** SOURCE PASSAGE **

━━━━━━━━━━

Yellowstone adventure, day five. So, we actually made it into the park today. There’s still knee-deep snow covering the ground in some places. The landscape here is even more amazing than before, and the park is so big it would take several hours just to drive through the whole thing. The first thing you see through the entrance is Yellowstone Lake, which is really more like a small sea. You can barely see the other side, and the entire thing is still covered in ice. We drove around and stopped to see a lot of the scenery, but the first real thing we did was see the sulfur springs. Some of them just bubbled a little, some just spit out steam like pipes in a factory, some churned violently enough to make small waves on the shore of the ponds they were in. My favorite was called Dragon’s Mouth, I think. The spring was inside of a cave. Steam poured out of the mouth of the cave, and the echoes of the water hitting the cave walls made a sort of roaring sound. A small waterfall ran down the hill and fed the pool, too.

We saw several overlooks to Lower Falls, but what was really impressive was the canyon that the falls ran into. Me and my mom hiked to a peak on one side of the canyon, where we could see the whole thing. It was another issue of such massive space that you don’t know how to handle it. It is probably two or three miles directly to the other side, and even farther to other points you could see. The other side is a huge rock face that is colored in various shades of orange, pink, red and yellow, with a few brave pine trees growing in clefts in the rock.

Another neat part of the park that everyone goes to see is the wildlife. Today we saw two bears, a few buffaloes, a herd of mountain goats, lots of mule deer, and a chipmunk.

━━━━━━━━━━

[Records from a data source]
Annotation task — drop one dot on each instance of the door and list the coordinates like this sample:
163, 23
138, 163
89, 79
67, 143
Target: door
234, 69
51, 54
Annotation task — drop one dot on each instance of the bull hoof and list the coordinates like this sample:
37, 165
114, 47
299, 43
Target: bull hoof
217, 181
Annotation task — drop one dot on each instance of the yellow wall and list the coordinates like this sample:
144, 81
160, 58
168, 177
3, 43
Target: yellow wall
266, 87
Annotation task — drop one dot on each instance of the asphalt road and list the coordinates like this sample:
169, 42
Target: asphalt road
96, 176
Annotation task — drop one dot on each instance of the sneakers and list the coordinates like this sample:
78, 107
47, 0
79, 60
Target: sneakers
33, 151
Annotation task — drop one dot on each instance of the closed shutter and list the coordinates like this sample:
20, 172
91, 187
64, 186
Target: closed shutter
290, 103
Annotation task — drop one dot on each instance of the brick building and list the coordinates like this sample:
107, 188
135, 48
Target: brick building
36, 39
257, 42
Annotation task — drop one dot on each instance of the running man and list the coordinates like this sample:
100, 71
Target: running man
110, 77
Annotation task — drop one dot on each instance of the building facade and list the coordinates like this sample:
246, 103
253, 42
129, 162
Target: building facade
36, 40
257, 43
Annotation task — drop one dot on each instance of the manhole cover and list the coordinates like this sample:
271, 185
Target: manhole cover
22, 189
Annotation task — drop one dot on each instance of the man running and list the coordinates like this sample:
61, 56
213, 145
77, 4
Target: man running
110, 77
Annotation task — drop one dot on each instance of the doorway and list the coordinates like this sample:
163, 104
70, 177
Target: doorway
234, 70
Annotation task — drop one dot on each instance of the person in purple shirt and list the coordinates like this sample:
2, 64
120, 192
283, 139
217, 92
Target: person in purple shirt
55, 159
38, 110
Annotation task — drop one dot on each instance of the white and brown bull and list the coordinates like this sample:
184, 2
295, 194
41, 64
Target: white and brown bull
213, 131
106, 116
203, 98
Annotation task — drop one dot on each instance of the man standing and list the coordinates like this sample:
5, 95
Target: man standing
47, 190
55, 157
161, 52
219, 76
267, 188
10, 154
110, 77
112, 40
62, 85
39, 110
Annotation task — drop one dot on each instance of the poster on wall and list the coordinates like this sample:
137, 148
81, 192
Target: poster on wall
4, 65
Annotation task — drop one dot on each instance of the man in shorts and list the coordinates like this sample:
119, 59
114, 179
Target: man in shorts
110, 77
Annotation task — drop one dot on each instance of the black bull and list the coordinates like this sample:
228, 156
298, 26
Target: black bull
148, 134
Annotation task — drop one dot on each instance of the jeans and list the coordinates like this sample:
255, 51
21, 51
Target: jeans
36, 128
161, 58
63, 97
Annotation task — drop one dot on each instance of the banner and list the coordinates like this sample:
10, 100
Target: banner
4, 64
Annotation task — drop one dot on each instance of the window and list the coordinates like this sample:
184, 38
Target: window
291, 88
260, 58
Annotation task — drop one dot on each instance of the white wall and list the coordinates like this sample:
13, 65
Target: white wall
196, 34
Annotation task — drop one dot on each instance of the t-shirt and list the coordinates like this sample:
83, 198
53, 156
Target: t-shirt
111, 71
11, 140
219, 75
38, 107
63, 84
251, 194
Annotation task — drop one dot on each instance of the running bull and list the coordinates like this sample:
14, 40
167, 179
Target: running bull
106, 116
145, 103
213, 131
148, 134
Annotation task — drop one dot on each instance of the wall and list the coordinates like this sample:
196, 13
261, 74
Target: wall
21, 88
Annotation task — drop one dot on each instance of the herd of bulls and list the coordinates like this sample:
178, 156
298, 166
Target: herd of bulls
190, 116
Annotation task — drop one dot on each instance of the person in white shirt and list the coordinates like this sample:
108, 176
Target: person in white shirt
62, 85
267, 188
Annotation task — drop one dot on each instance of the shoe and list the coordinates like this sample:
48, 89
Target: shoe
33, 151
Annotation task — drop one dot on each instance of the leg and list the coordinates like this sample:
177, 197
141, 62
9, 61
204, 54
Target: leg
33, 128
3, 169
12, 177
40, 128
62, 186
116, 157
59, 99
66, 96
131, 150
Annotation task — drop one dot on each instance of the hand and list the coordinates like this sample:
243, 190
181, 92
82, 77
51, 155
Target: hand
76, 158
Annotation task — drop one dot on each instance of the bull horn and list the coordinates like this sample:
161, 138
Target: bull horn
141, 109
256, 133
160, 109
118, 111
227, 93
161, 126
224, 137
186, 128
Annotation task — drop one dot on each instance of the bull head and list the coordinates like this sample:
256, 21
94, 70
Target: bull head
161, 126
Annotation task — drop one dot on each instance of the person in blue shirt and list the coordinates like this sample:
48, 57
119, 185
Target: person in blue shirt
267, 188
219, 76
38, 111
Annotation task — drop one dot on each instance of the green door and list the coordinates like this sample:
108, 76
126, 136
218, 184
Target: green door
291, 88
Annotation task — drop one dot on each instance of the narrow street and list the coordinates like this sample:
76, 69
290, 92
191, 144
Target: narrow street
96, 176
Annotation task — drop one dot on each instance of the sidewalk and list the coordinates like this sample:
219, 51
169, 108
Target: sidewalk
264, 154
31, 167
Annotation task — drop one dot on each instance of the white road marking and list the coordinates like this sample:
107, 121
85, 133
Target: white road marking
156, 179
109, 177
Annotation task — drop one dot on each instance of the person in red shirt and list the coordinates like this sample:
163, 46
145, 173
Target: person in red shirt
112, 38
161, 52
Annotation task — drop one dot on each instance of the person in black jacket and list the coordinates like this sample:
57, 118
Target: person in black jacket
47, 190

━━━━━━━━━━

** EXERCISE SET **
1. Repeat the Yellowstone account word for word, from "We saw several" to "and a chipmunk.".
2. Which animals does the Yellowstone account list as seen that day?
3. In the Yellowstone account, what is the first thing seen through the park entrance?

** ANSWERS FOR THE EXERCISE **
1.
We saw several overlooks to Lower Falls, but what was really impressive was the canyon that the falls ran into. Me and my mom hiked to a peak on one side of the canyon, where we could see the whole thing. It was another issue of such massive space that you don’t know how to handle it. It is probably two or three miles directly to the other side, and even farther to other points you could see. The other side is a huge rock face that is colored in various shades of orange, pink, red and yellow, with a few brave pine trees growing in clefts in the rock.

Another neat part of the park that everyone goes to see is the wildlife. Today we saw two bears, a few buffaloes, a herd of mountain goats, lots of mule deer, and a chipmunk.

2.
bears
buffaloes
mountain goats
mule deer
a chipmunk

3. Yellowstone Lake